■ BEREITGESTELLTER AUSZUG:
□ □ □ □
TE Lvwg Beschluss 2018/7/23 VGW-102/067/6682/2018

JUSLINE Entscheidung

Veröffentlicht am 23.07.2018
beobachten
merken

Entscheidungsdatum

23.07.2018

Index

10/01 Bundes-Verfassungsgesetz (B-VG)
L70309 Buchmacher Totalisateur Wetten Wien

Norm

B-VG Art. 130 Abs1 Z2
WettenG Wr 2016 §23 Abs2
WettenG Wr 2016 §23 Abs3

Text

Das Verwaltungsgericht Wien hat durch seine Richterin Dr. Grois über die Beschwerde gemäß Art. 130 Abs. 1 Z 2 und Art. 132 Abs. 2 B-VG der A. GmbH, Wien, B.-Straße, vertreten durch Rechtsanwalt, betreffend die Schließung des Wettbüros in Wien, C.-Straße, sowie die Beschlagnahme von zwei Wettannahmeschaltern und die Beschlagnahme eines Geldbetrages von *.***,** Euro am 23.05.2018 durch Organe des Magistrats der Stadt Wien, Magistratsabteilung 36, den

BESCHLUSS

gefasst

1. Gemäß § 28 Abs. 1 in Verbindung mit § 31 Abs. 1 des Verwaltungsgerichtsverfahrensgesetzes – VwGVG wird das Verfahren über die Beschwerde eingestellt.

2. Das Kostenbegehren in der Höhe von 400,00 Euro (zuzüglich 20 Prozent Umsatzsteuer) wird zurückgewiesen.

3. Gegen diese Entscheidung ist gemäß § 25a Abs. 1 des Verwaltungsgerichtshofgesetzes 1985 – VwGG eine Revision an den Verwaltungsgerichtshof gemäß Art. 133 Abs. 4 des Bundes-Verfassungsgesetzes – B-VG unzulässig.

BEGRÜNDUNG

I.1. Mit dem am 25.05.2018 beim Verwaltungsgericht Wien eingelangten Schriftsatz (E-Mail sowie Fax Eingabe vom 24.05.2018) erhob die Beschwerdeführerin Beschwerde gemäß Art. 130 Abs. 1 Z 2 und Art. 132 Abs. 2 B-VG wegen Verletzung in Rechten durch Ausübung unmittelbarer verwaltungsbehördlicher Befehls- und Zwangsgewalt durch Organe des Magistrats der Stadt Wien, Magistratsabteilung 36, am 23.05.2018, in Wien, C.-Straße, wegen Schließung des Wettbüros und Beschlagnahme von zwei Wettannahmeschaltern und eines Geldbetrages von *.***,** Euro. Zusammengefasst brachte sie darin vor, dass sie lediglich Franchisenehmerin von „D.“ sei und das Wettprogramm von dort erhalte. Sie vertraue auf die Gesetzeskonformität dieses Wettprogramms und habe sich folglich nichts zu Schulden kommen lassen, sodass kein Grund für die angefochtenen Maßnahmen ersichtlich sei. Sie begehrt, die Betriebsschließung und Beschlagnahmen für rechtswidrig zu erklären und aufzuheben. An Beschwerdekosten wurden 400,00 Euro (zzgl. 20 % USt) verzeichnet.
□ □ □ □
■ DATENZEILEN:
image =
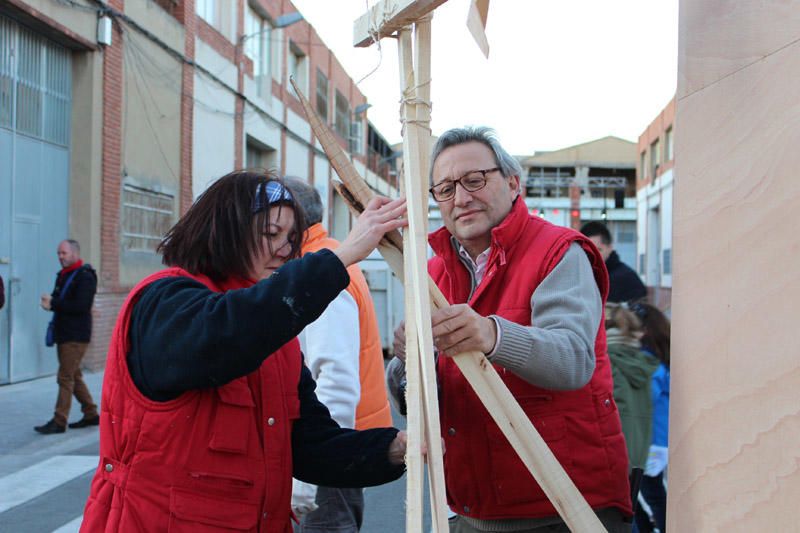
□ □ □ □
■ ZIEL: Was entschied das Verwaltungsgericht Wien in seinem Beschluss über das Kostenbegehren der Beschwerdeführerin?

■ LÖSUNG: Es wies das Kostenbegehren von 400,00 Euro (zuzüglich 20 Prozent Umsatzsteuer) zurück.